§ **Source excerpt**:

Kayleigh doesn’t have a healthy relationship with her family or in her love life. I believe I’m her only friend. When she does this, I feel like she’s disrespecting me. I have talked to her about it, but she never apologizes. She gets defensive and says it’s “just her opinion, it shouldn’t matter and I shouldn’t stay mad.”

I have told Kayleigh things in confidence, but she’s thrown them in my face, which made me feel insecure and small. I no longer talk to her about these issues because sometimes she brings it up with a jab. I can’t be friends with someone who acts this way. I have stopped talking to her, but now I’m having a hard time not feeling guilty. Advice? — FRIENDLESS IN MISSOURI

DEAR FRIENDLESS: Why would you continue to confide in someone who might use the information to make you feel bad? Backing away from a relationship like that is healthy. I have said before that not all friendships last forever, and this appears to be one of them. Kayleigh’s refusal to apologize if you tell her she has made you feel disrespected indicates she doesn’t care about the effect her comment had on you. Quit flogging yourself and get on with your life.

§ **Records**:
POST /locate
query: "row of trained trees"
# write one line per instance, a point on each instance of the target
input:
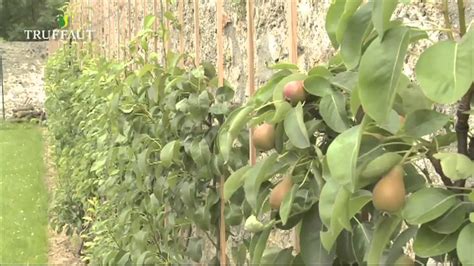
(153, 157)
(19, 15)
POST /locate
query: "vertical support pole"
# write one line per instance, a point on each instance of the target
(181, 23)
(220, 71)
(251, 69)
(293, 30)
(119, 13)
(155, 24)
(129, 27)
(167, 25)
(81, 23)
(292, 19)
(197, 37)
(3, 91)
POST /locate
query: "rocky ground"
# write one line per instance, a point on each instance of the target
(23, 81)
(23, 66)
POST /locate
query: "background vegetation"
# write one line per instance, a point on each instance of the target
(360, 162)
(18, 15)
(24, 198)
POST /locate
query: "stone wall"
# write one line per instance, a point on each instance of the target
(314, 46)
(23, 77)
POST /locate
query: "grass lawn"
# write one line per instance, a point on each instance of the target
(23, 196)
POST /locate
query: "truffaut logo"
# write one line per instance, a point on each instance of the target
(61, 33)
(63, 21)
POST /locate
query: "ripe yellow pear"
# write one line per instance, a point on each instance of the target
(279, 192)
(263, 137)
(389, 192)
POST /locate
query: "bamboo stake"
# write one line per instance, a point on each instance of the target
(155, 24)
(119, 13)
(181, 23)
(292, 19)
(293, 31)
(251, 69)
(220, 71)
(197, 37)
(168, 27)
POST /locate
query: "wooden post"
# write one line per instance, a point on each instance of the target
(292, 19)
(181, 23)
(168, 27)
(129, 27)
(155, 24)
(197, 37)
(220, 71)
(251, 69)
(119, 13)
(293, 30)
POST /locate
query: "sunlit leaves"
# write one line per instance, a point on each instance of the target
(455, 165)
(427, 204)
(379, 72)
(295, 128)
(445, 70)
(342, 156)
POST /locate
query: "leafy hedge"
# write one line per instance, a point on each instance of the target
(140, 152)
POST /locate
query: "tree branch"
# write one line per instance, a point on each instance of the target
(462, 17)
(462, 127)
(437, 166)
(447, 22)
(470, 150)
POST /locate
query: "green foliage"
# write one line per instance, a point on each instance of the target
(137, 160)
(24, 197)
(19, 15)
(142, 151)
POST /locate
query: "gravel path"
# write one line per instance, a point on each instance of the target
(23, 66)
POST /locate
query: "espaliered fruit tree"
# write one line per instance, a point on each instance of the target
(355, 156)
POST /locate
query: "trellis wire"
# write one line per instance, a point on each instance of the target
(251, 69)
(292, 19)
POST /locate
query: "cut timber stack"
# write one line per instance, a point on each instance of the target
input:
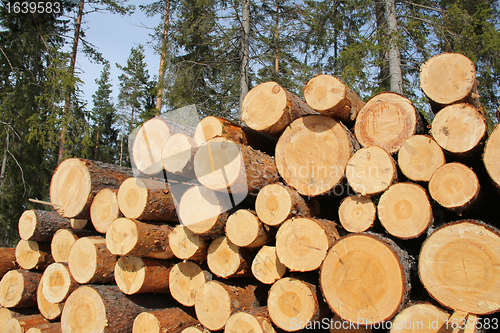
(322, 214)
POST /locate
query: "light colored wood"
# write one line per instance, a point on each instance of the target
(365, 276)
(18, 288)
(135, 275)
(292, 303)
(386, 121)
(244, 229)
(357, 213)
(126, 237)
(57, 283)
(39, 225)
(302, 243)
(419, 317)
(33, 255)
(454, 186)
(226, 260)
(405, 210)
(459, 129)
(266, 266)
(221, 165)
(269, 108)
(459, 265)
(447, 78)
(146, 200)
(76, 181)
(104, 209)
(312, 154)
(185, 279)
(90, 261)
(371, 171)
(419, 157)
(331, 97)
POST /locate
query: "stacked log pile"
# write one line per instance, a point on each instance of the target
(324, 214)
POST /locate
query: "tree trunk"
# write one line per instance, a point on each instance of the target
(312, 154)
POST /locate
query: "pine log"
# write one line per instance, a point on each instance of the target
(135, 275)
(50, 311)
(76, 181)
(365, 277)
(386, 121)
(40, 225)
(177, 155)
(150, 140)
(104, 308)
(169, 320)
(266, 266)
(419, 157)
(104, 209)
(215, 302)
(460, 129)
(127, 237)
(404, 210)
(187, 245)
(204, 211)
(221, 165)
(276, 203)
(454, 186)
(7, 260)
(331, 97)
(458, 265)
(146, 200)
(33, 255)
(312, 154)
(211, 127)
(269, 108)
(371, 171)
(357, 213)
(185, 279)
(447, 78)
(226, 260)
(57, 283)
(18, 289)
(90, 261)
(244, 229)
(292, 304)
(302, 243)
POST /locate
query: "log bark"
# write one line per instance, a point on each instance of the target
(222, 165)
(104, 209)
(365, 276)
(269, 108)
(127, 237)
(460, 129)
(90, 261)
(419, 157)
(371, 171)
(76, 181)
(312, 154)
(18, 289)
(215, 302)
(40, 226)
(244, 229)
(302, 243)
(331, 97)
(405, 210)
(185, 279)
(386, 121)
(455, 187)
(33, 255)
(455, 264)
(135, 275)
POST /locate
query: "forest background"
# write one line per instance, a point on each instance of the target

§ **Exercise requirements**:
**1.** Summarize the advice column exchange in two sentences.
**2.** Extend the advice column exchange from the point where it stops.
The records are separate material from the advice column exchange.

§ **Answer set**:
**1.** The letter writer, who believes they are Kayleigh's only friend, says Kayleigh has used things told in confidence to make them feel small and never apologizes when confronted. After they stopped talking to her and began feeling guilty, the columnist replies that backing away from such a relationship is healthy, since her refusal to apologize shows she doesn't care about the effect of her comments.

**2.**
DEAR ABBY: Some friends of ours agreed to housesit for my wife and me recently while we were on a weeklong cruise. They live in a small condo. We have a large house in a golf course community, so they welcomed the opportunity. To show our appreciation, we gave them a $200 gift card to use at the golf course (they are golfers).

When we returned, we learned they had invited four of their family members to spend several nights at our house, and used our bedroom and my office as sleeping quarters. It was apparent the guests had departed shortly before our return because there were piles of wet towels in the laundry room, and our beds still had their slept-in linens.

My wife and I feel betrayed and hurt by what our friends did, and we told them how we felt. Their reaction was that they thought they didn’t “have” to wash their dirty linens. Were we at fault for not doing a better job explaining our expectations when we asked them to housesit? — INVADED IN WASHINGTON

DEAR INVADED: This couple may be friends, but their manners are atrocious. They should not have invited anyone to spend the night in your home without first receiving permission. That you returned to find dirty linens on your beds and soiled towels is disgusting. None of what transpired is your fault. You should not have had to leave a list of rules for these presumptuous people. Find other housesitters and don’t invite them again.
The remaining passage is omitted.